Records:
= = = = = = =
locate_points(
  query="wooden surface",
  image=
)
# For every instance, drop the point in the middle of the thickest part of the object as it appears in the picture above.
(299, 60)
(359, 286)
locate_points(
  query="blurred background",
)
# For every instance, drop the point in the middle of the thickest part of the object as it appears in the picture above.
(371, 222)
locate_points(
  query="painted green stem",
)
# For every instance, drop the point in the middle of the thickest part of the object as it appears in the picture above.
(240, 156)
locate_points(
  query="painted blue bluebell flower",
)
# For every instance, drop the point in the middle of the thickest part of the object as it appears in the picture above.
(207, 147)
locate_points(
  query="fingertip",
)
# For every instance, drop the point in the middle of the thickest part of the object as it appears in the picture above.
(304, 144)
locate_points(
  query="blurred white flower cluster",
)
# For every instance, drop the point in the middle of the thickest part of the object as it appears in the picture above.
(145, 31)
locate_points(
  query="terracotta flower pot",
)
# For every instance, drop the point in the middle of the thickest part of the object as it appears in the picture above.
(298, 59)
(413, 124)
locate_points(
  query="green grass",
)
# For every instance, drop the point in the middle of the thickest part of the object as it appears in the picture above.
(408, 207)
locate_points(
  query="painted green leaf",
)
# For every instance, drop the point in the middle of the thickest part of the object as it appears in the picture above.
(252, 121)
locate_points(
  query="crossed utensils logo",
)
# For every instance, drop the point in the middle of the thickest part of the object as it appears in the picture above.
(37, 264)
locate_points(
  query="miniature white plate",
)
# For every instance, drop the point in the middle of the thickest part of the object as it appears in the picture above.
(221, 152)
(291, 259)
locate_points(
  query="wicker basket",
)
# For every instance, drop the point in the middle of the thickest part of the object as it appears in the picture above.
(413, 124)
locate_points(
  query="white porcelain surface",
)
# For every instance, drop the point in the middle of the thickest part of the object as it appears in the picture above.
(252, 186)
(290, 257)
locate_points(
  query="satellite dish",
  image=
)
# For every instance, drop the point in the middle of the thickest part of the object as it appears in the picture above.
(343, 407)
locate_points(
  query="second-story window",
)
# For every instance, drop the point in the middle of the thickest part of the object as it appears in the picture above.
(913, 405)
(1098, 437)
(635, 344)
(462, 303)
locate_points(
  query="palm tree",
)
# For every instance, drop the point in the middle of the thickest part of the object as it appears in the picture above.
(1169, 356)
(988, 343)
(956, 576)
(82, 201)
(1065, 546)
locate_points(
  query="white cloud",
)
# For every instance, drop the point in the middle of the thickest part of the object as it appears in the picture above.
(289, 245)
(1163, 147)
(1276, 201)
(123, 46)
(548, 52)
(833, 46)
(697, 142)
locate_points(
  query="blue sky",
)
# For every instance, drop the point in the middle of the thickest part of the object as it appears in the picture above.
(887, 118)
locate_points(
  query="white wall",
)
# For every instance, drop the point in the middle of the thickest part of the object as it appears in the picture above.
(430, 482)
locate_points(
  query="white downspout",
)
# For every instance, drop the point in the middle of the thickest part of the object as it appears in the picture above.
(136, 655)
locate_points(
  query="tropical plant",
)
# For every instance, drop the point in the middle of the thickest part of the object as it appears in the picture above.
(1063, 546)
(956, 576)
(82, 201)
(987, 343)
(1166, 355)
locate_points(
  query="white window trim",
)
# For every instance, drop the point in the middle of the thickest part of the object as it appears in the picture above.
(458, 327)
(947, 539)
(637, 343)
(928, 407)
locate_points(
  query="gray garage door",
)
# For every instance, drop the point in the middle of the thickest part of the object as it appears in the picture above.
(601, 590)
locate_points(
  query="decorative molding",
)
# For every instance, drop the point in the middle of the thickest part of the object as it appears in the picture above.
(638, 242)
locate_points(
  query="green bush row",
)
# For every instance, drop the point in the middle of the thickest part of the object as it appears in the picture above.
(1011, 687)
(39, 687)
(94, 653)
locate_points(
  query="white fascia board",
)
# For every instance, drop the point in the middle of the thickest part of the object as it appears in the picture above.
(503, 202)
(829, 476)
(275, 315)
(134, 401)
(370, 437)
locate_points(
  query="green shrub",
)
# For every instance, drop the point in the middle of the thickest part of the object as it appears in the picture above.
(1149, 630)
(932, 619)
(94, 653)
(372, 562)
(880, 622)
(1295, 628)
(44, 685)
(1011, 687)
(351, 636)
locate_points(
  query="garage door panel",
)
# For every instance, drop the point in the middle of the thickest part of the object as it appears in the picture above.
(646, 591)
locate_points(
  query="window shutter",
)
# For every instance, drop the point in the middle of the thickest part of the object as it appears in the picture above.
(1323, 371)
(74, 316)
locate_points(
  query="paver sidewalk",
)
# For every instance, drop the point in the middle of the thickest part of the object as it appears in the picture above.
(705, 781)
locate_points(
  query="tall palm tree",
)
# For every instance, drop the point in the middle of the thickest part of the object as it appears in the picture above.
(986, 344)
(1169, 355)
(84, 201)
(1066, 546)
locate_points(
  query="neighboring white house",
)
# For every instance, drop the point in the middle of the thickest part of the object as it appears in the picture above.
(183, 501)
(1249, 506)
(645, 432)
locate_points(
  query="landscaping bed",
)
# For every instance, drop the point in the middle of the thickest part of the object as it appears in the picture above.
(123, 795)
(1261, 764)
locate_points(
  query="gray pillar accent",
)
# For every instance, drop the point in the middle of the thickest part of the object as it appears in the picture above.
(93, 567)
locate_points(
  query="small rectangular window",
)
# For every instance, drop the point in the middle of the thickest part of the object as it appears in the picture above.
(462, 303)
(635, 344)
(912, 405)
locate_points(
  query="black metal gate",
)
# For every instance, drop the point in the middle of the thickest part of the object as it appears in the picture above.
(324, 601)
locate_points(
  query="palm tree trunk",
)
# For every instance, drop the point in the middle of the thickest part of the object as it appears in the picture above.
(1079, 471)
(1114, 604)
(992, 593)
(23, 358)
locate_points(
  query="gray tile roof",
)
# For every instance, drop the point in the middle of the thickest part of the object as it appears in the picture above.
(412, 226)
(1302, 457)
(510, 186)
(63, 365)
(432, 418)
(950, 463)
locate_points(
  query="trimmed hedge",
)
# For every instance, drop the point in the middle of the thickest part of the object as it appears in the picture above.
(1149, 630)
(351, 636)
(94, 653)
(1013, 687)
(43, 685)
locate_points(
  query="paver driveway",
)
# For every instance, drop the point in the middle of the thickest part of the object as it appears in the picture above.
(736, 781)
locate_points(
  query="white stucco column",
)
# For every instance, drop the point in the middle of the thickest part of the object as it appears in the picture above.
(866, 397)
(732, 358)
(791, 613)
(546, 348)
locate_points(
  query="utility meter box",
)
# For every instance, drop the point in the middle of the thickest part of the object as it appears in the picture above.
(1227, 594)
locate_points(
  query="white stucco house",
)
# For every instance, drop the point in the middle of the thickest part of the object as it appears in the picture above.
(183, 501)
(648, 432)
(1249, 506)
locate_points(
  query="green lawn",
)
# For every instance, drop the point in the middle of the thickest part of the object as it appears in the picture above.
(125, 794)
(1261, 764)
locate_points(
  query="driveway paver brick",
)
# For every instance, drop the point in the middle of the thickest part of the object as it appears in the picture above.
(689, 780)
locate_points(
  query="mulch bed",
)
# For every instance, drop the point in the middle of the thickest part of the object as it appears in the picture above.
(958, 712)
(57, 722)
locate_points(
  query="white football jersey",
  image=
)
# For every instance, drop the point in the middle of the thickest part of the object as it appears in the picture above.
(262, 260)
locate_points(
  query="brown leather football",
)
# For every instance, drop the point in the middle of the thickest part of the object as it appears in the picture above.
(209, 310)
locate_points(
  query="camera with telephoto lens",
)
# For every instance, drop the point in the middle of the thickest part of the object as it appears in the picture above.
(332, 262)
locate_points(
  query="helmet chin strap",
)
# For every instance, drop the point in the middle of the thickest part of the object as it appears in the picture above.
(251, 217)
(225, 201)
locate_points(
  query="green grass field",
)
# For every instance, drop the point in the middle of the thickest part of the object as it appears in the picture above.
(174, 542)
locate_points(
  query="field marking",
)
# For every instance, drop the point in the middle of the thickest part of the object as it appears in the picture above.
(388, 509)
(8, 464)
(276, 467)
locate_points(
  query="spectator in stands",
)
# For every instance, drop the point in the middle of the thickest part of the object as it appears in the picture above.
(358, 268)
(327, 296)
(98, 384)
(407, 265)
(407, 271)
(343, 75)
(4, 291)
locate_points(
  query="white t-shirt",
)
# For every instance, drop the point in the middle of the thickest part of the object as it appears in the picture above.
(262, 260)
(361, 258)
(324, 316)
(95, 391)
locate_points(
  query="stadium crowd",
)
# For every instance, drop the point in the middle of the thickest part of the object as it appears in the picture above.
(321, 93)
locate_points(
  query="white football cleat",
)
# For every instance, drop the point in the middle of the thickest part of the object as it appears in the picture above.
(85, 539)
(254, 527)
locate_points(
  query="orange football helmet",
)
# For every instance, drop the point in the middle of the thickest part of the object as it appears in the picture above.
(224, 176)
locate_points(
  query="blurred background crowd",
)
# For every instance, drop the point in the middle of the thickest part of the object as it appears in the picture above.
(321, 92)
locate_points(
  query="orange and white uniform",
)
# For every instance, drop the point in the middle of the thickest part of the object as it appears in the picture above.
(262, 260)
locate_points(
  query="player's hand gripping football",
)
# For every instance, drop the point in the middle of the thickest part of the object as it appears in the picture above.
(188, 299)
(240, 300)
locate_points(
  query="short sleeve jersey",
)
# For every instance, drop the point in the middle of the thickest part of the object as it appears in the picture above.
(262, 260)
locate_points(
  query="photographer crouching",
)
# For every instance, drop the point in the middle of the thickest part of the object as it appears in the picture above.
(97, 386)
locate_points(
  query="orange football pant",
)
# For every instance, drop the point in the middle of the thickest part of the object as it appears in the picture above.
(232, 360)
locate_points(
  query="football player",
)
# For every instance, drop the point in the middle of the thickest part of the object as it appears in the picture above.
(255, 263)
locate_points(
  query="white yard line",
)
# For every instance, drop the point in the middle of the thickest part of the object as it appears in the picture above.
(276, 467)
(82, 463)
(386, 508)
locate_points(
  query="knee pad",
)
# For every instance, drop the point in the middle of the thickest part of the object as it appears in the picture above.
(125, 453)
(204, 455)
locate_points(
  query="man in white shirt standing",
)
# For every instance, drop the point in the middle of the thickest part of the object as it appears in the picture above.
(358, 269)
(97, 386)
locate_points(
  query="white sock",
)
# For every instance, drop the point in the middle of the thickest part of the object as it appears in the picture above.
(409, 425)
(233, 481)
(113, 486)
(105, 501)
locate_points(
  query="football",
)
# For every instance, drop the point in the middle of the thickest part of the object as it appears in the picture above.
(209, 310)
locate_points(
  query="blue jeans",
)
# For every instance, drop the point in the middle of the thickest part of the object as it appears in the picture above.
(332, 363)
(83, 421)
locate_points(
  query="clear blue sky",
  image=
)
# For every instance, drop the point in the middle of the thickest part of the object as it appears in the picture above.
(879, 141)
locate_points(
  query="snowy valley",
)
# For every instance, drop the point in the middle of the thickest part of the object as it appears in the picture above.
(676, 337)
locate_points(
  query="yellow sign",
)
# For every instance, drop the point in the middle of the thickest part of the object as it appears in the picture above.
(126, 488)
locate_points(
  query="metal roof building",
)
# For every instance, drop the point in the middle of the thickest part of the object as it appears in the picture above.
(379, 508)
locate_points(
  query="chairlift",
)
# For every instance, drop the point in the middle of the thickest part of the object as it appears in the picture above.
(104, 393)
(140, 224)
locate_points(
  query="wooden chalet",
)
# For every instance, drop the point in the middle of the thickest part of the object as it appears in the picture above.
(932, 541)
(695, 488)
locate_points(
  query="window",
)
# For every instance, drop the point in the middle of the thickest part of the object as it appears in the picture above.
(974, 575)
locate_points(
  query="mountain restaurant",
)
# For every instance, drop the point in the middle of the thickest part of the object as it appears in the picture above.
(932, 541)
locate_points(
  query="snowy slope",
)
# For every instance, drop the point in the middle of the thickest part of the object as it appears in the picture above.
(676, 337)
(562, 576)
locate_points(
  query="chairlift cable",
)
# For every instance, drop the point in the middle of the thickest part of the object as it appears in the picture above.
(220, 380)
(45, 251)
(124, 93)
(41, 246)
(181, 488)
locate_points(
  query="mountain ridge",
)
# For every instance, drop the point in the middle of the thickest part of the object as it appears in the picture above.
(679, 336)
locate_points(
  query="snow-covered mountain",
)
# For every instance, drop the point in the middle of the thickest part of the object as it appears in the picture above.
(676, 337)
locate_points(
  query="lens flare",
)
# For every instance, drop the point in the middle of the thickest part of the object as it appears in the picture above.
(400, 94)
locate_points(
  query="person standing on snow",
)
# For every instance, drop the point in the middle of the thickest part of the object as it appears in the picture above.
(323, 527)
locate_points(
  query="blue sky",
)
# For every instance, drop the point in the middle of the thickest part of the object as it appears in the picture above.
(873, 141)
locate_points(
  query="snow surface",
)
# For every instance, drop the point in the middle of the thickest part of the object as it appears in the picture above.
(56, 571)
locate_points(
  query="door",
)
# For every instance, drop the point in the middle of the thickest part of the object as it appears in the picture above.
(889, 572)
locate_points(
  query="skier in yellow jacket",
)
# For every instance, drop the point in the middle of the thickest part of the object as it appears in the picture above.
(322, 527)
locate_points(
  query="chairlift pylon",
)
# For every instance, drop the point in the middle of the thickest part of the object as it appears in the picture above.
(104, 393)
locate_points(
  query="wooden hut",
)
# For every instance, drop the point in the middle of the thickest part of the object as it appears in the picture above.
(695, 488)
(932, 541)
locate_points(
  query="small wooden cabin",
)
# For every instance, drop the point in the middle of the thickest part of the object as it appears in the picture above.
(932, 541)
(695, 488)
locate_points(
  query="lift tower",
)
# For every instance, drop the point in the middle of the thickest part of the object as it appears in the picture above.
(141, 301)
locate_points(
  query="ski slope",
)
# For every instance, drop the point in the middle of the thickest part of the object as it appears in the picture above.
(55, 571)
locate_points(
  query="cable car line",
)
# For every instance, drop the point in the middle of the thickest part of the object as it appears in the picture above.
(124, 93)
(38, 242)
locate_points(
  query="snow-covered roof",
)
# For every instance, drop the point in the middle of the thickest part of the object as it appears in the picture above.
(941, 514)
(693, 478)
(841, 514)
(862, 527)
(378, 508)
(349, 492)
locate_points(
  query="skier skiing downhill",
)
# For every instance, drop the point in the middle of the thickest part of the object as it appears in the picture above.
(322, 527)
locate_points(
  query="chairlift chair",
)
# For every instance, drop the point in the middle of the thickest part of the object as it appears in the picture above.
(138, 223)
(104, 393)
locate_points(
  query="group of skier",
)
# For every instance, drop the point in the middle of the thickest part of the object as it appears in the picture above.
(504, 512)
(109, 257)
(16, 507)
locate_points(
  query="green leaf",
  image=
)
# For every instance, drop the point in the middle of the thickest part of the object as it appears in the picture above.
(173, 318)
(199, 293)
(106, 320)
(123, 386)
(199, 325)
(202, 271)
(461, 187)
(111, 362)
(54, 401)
= = = = = = =
Work to do
Please select every line in the listing above that contains the string "background", and copy each one. Case counts.

Full response
  query="blurred background",
  query="blurred background crowd",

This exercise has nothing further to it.